BEGIN SOURCE DOCUMENT
Deadly Bacteria Share Weapons to Outsmart Antibiotics

Bacteria are rapidly developing resistance mechanisms to combat even the most effective antibiotics. Each year in the United States over 23,000 people die as a result of bacterial infections that have no treatment options, according to the Centers for Disease Control. Infections with antibiotic-resistance bacteria are extremely difficult to treat, requiring costly or toxic medications that do not always work. Scientists are constantly working to understand the mechanisms bacteria use to outsmart antibiotics and develop resistance. These mechanisms include metallo-β-lactamases (MBLs), enzymes produced by bacteria that can bind to and inactivate antibiotics. Enzymes like MBLs are one way bacteria are defying all available tools and becoming antibiotic resistant.

A team of researchers at Case Western Reserve University (CWRU), Massachusetts Institute of Technology, and Universidad Nacional de Rosario and the National Research Council (CONICET) from Argentina have identified a bacterial mechanism that stabilizes certain MBLs in cell membranes and enables their spread into the environment. This mechanism clarifies one way certain bacteria are outsmarting the immune system and becoming extremely antibiotic-resistant. The work was led in part by Robert Bonomo, MD, professor of medicine, pharmacology, molecular biology, and microbiology at Case Western Reserve University School of Medicine and chief of medical service at the Louis Stokes Cleveland Veterans Affairs Medical Center.
END SOURCE DOCUMENT
▶ [APPLY WHAT YOU READ]
a - Summarize the article on antibiotic resistance in two sentences.
b - From the article on antibiotic resistance, return the passage that opens with the words containing "Bacteria are rapidly" and closes with "becoming antibiotic resistant.".
c - According to the article on antibiotic resistance, how many people in the United States die each year from bacterial infections that have no treatment options?
BEGIN RECORDED INFORMATION
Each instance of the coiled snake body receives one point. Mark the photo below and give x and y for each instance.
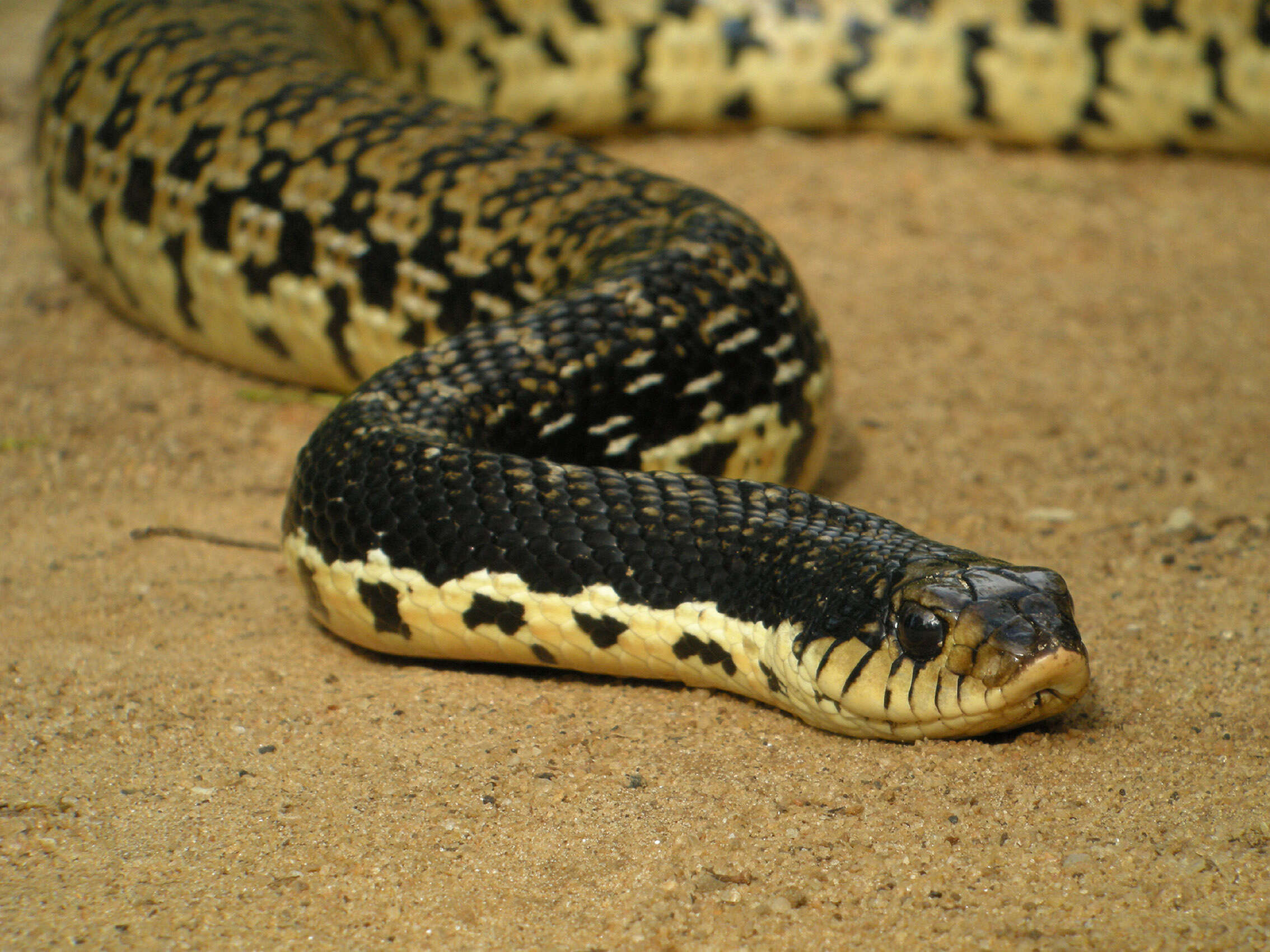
(576, 338)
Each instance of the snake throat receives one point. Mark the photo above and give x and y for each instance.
(582, 382)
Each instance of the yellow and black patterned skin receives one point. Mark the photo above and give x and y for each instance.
(596, 367)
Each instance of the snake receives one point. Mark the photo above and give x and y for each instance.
(586, 401)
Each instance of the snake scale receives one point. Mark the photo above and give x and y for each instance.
(575, 375)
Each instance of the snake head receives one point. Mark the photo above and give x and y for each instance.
(960, 649)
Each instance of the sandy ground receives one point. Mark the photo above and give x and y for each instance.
(1061, 361)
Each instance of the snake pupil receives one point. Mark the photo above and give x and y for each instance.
(920, 631)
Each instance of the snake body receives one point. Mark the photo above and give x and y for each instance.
(573, 372)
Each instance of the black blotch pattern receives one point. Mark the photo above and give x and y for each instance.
(77, 160)
(603, 631)
(508, 616)
(738, 36)
(708, 651)
(1159, 17)
(1042, 12)
(975, 40)
(269, 339)
(585, 12)
(774, 683)
(381, 598)
(741, 107)
(174, 250)
(552, 50)
(139, 191)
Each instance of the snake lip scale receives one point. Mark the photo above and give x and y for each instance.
(581, 386)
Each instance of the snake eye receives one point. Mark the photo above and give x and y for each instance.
(920, 631)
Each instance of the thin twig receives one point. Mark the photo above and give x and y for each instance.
(178, 532)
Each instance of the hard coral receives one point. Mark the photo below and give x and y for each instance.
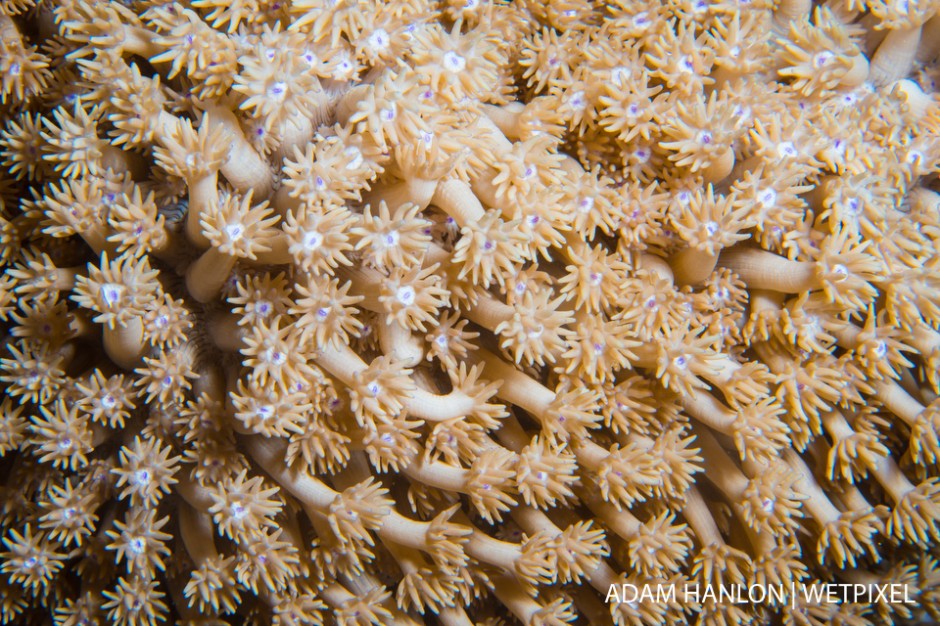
(363, 313)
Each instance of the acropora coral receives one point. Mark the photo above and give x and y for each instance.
(462, 311)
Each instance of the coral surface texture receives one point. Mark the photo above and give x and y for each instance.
(469, 312)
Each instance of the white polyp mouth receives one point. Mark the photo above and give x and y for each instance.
(768, 198)
(278, 90)
(786, 149)
(379, 40)
(111, 293)
(406, 295)
(821, 59)
(137, 545)
(454, 62)
(264, 413)
(234, 231)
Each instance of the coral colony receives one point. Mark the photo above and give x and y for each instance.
(469, 312)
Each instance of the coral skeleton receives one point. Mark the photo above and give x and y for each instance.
(465, 312)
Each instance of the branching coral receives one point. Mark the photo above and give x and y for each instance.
(464, 312)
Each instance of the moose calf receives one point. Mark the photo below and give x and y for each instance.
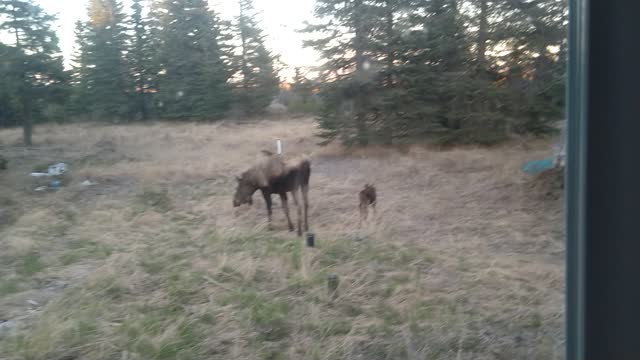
(367, 197)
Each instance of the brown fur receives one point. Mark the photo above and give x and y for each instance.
(272, 174)
(368, 197)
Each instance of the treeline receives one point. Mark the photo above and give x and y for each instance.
(450, 70)
(393, 71)
(167, 59)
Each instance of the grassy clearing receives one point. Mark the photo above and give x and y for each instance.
(460, 263)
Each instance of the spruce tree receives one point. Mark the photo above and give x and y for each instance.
(254, 64)
(192, 60)
(32, 63)
(100, 69)
(140, 61)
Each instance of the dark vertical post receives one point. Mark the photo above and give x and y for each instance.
(311, 240)
(603, 180)
(332, 286)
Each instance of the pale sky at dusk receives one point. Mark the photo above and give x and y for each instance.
(278, 18)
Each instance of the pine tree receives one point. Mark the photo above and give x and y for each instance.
(302, 86)
(100, 68)
(258, 83)
(140, 61)
(80, 82)
(193, 62)
(352, 69)
(32, 64)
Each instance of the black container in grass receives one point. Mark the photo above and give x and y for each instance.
(332, 286)
(311, 240)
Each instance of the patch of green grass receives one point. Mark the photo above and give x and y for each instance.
(335, 327)
(157, 199)
(336, 252)
(29, 264)
(9, 286)
(534, 321)
(183, 345)
(85, 249)
(228, 274)
(270, 318)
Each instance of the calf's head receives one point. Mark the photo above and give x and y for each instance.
(244, 192)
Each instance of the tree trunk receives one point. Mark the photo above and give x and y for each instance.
(27, 122)
(359, 103)
(482, 36)
(387, 128)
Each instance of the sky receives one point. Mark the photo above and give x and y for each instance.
(278, 18)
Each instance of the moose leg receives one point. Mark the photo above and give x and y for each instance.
(267, 200)
(305, 200)
(295, 201)
(285, 207)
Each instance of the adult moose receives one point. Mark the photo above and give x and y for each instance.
(272, 174)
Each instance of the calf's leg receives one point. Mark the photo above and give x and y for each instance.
(285, 207)
(305, 200)
(294, 193)
(267, 200)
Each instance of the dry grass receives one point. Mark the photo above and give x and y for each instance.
(462, 262)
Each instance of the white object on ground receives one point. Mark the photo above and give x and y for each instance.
(87, 183)
(54, 170)
(57, 169)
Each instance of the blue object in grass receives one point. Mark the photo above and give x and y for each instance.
(536, 166)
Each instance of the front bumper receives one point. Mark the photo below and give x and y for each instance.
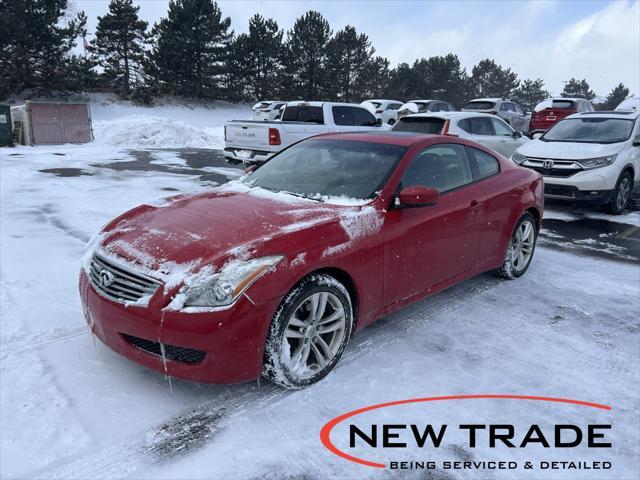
(223, 346)
(572, 193)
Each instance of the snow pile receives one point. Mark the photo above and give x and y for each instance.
(144, 131)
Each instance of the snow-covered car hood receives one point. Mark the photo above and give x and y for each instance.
(568, 150)
(217, 226)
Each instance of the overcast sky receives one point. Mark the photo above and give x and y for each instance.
(554, 40)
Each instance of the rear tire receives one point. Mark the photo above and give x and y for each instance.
(520, 248)
(309, 332)
(621, 194)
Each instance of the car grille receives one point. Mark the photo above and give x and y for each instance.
(561, 168)
(118, 282)
(171, 352)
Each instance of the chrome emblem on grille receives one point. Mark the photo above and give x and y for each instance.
(106, 278)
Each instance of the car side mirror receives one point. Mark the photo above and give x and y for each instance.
(417, 196)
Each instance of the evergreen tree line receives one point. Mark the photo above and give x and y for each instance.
(193, 52)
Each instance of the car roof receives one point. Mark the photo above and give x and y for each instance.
(297, 103)
(451, 115)
(405, 139)
(626, 114)
(381, 100)
(490, 100)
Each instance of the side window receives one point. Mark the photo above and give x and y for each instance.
(465, 125)
(501, 128)
(481, 126)
(363, 118)
(443, 167)
(342, 116)
(485, 165)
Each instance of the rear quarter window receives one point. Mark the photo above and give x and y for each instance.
(484, 165)
(342, 116)
(303, 114)
(363, 118)
(419, 125)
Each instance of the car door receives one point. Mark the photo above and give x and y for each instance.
(427, 246)
(505, 142)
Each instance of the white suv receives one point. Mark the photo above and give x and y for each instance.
(385, 110)
(592, 157)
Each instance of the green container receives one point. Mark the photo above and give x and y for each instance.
(6, 129)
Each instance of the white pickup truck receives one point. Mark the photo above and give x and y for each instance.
(254, 141)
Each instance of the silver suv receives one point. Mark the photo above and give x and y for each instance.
(509, 111)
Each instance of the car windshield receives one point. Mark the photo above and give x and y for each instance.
(590, 130)
(419, 125)
(329, 168)
(479, 106)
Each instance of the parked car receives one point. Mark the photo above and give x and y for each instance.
(549, 112)
(592, 157)
(424, 106)
(631, 103)
(385, 110)
(489, 130)
(248, 280)
(509, 111)
(268, 111)
(253, 141)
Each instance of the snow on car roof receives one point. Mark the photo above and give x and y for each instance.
(451, 115)
(627, 114)
(405, 139)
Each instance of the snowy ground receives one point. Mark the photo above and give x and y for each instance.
(71, 408)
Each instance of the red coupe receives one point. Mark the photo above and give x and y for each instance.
(270, 275)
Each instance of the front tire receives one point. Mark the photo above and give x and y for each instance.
(621, 194)
(309, 332)
(520, 249)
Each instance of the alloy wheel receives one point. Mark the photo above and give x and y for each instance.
(522, 245)
(314, 334)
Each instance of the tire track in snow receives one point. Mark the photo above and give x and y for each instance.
(41, 340)
(158, 444)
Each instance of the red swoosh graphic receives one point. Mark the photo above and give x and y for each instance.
(325, 433)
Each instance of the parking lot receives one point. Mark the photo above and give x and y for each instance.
(85, 412)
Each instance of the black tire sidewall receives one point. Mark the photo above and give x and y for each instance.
(613, 204)
(526, 216)
(275, 368)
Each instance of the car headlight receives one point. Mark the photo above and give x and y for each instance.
(518, 158)
(597, 162)
(223, 288)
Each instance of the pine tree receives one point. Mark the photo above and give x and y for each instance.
(119, 46)
(35, 44)
(255, 59)
(306, 57)
(349, 58)
(492, 80)
(401, 84)
(617, 95)
(530, 93)
(578, 88)
(190, 49)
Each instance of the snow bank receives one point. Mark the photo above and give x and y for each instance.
(144, 131)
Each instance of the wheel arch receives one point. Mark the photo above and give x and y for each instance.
(347, 280)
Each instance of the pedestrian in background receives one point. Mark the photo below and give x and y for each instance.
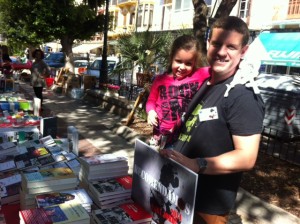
(172, 91)
(221, 134)
(39, 71)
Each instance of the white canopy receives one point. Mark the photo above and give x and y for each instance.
(86, 47)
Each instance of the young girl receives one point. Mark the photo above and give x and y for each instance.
(172, 91)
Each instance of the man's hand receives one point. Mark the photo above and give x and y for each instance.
(183, 160)
(152, 118)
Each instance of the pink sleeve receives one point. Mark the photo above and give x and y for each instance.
(153, 96)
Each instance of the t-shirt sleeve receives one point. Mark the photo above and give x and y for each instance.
(245, 113)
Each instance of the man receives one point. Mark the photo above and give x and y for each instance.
(221, 134)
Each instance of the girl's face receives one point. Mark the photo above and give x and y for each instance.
(183, 63)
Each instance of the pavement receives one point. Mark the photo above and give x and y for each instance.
(102, 132)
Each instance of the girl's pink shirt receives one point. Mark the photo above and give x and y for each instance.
(170, 97)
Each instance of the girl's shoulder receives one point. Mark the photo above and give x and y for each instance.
(163, 76)
(204, 72)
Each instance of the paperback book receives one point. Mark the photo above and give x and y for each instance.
(60, 214)
(79, 196)
(126, 213)
(44, 178)
(7, 163)
(114, 186)
(107, 160)
(9, 187)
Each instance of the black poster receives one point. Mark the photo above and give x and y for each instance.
(163, 187)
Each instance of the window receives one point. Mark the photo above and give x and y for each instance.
(294, 7)
(295, 71)
(244, 9)
(145, 15)
(279, 69)
(181, 5)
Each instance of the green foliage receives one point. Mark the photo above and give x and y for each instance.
(142, 49)
(146, 48)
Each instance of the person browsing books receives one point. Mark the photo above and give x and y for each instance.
(172, 91)
(39, 71)
(221, 133)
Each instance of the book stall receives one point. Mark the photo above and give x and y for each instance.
(47, 182)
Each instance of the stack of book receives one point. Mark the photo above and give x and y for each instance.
(79, 196)
(61, 213)
(7, 163)
(10, 183)
(44, 181)
(102, 166)
(8, 148)
(111, 192)
(125, 213)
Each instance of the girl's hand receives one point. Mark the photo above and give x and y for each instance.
(152, 118)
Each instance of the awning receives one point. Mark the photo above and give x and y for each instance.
(86, 48)
(278, 48)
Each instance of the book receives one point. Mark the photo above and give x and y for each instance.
(110, 201)
(9, 187)
(48, 126)
(165, 188)
(61, 214)
(7, 163)
(79, 196)
(37, 152)
(102, 188)
(73, 137)
(126, 213)
(47, 177)
(102, 174)
(67, 213)
(108, 160)
(34, 216)
(25, 161)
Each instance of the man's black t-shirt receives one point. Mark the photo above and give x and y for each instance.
(208, 132)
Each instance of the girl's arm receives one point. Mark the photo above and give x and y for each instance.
(152, 117)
END RECORDED INFORMATION
▶ [ANSWER LIST]
a - Bacteria are rapidly developing ways to resist even the most effective antibiotics, including metallo-β-lactamases (MBLs), which are enzymes that bind to and inactivate antibiotics. Researchers from Case Western Reserve University, the Massachusetts Institute of Technology, and institutions in Argentina have identified a bacterial mechanism that stabilizes certain MBLs in cell membranes and enables their spread into the environment.

b -
Bacteria are rapidly developing resistance mechanisms to combat even the most effective antibiotics. Each year in the United States over 23,000 people die as a result of bacterial infections that have no treatment options, according to the Centers for Disease Control. Infections with antibiotic-resistance bacteria are extremely difficult to treat, requiring costly or toxic medications that do not always work. Scientists are constantly working to understand the mechanisms bacteria use to outsmart antibiotics and develop resistance. These mechanisms include metallo-β-lactamases (MBLs), enzymes produced by bacteria that can bind to and inactivate antibiotics. Enzymes like MBLs are one way bacteria are defying all available tools and becoming antibiotic resistant.

c - Over 23,000 people, according to the Centers for Disease Control.